Kutipan teks>
⁂
Penindasan atau ”bullying” kadang dapat merongrong mental seseorang sehingga dia merasa inferior dan bahkan menolak kediriannya. Inilah yang dialami komedian Ernest Prakasa. Ia bangkit. Lewat film ”Ngenest”, Ernest menunjukkan bahwa hidup kadang memang perlu ditertawakan.
Lewat Film Ngenest: Kadang Hidup Perlu Ditertawakan, Ernest mementaskan perjalanan hidupnya, mengomedikannya, lalu mengajak penonton merenung bahwa sesuatu yang dianggap serius itu justru lucu. Film ini Ernest banget karena dia memegang kendali sebagai penulis naskah, sutradara, sekaligus pemeran utama.
Film ini bercerita tentang kehidupan Ernest yang lahir dan tumbuh dalam keluarga Tionghoa pada masa Orde Baru. Di sekolah, tidak banyak siswa ”Tionghoa” sehingga Ernest berulang kali menjadi sasaran bully. Mulai dari diledek, dipalak, sampai dikucilkan. Simaklah ketika Ernest SD masuk sekolah.
”Mau ke mana lo, Acong?” tanya kawan Ernest
”Gue mau ke kelas IB.”
”Bukannya ke kelas IC, China ha-ha-ha….”
Meskipun dia selalu dibela sahabatnya, Patrick (Brandon Salim/Morgan Oey), tidak lantas membuat Ernest merasa aman, apalagi nyaman. Ernest ingin mengakhiri semua bully itu dengan mencoba eksis dengan teman-teman lain. Ikut-ikutan malak anak-anak China. Ketika mengolok-olok kawannya yang China, Ernest digugat, ”Lha, elu kan China juga.”
⁂
Data tercatat>
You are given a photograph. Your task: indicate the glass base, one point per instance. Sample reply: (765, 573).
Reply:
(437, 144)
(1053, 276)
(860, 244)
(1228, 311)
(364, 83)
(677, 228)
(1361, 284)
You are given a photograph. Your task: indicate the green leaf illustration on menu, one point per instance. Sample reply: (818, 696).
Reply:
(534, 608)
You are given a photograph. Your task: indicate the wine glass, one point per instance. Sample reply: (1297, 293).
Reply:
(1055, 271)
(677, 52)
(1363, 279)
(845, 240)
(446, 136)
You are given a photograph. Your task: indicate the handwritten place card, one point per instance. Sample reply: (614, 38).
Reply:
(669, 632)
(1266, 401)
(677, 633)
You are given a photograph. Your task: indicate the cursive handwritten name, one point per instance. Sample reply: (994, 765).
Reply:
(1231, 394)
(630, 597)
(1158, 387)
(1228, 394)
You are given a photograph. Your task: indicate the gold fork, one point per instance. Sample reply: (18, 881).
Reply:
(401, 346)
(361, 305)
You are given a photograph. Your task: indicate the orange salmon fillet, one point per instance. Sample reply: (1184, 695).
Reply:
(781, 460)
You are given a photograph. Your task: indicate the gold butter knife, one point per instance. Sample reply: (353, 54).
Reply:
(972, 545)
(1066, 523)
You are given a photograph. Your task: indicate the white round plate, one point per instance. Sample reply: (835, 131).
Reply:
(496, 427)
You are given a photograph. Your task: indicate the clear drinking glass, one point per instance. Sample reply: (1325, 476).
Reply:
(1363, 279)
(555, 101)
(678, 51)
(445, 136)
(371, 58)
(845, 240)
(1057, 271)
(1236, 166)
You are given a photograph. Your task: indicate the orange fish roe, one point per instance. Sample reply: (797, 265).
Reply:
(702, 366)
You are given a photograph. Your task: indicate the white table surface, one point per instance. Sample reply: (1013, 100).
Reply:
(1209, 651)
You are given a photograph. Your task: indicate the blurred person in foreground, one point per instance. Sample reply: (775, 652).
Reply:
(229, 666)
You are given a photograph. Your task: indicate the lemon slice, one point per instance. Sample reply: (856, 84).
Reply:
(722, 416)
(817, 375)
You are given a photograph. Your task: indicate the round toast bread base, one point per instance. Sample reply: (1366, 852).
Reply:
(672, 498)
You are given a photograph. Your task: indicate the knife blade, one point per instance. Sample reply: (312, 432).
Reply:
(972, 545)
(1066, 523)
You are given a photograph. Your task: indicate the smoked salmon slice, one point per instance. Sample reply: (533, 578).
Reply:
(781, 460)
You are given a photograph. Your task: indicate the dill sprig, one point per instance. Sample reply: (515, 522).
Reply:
⁂
Perintah 1> Rangkum teks tentang film "Ngenest" dalam dua kalimat.
Perintah 2> Lanjutkan teks tentang film "Ngenest" mulai dari titik ia berhenti.

Jawaban akhir 1> Dalam film "Ngenest", Ernest Prakasa menjadi penulis naskah, sutradara, sekaligus pemeran utama untuk mementaskan perjalanan hidupnya sebagai anak keluarga Tionghoa pada masa Orde Baru yang berulang kali menjadi sasaran bully di sekolah. Lewat film itu, ia mengomedikan pengalamannya dan menunjukkan bahwa hidup kadang memang perlu ditertawakan.

Jawaban akhir 2>
Ernest menjadi tidak percaya diri dan bertekad mengakhiri mata rantai itu dengan berencana menikahi perempuan pribumi agar anaknya kelak terhindar dari bullying. Sayangnya, waktu SMA dia gagal masuk sekolah beasiswa. Dia malah terdampar di sekolah yang dipenuhi etnis Tionghoa. Rencana Ernest tertunda sehingga dia kuliah di Universitas Padjadjaran, Bandung.
Di Bandung, Ernest seolah menemukan jalan mencari jodoh pribumi. Apalagi, setelah bertemu dengan Meira (Lala Karmela), mahasiswi Universitas Katolik Parahyangan. Setelah kenalan dan bertemu dengan ayah Meira yang sangar: bertato dan kumis melintang (diperankan Budi Dalton), Ernest pacaran. Lima tahun kemudian mereka menikah.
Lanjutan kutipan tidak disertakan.